PROVIDED RECORDS
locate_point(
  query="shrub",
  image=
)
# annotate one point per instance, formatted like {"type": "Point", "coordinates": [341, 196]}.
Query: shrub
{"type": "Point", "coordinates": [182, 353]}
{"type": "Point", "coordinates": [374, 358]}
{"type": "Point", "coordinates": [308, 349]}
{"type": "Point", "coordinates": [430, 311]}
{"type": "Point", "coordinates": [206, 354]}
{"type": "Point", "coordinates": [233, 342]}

EXERCISE BRIEF
Return every line of the material exactly.

SOLUTION
locate_point(
  query="shrub",
  image=
)
# annotate one point per instance, formatted like {"type": "Point", "coordinates": [341, 196]}.
Query: shrub
{"type": "Point", "coordinates": [182, 353]}
{"type": "Point", "coordinates": [374, 358]}
{"type": "Point", "coordinates": [308, 349]}
{"type": "Point", "coordinates": [430, 311]}
{"type": "Point", "coordinates": [206, 354]}
{"type": "Point", "coordinates": [233, 342]}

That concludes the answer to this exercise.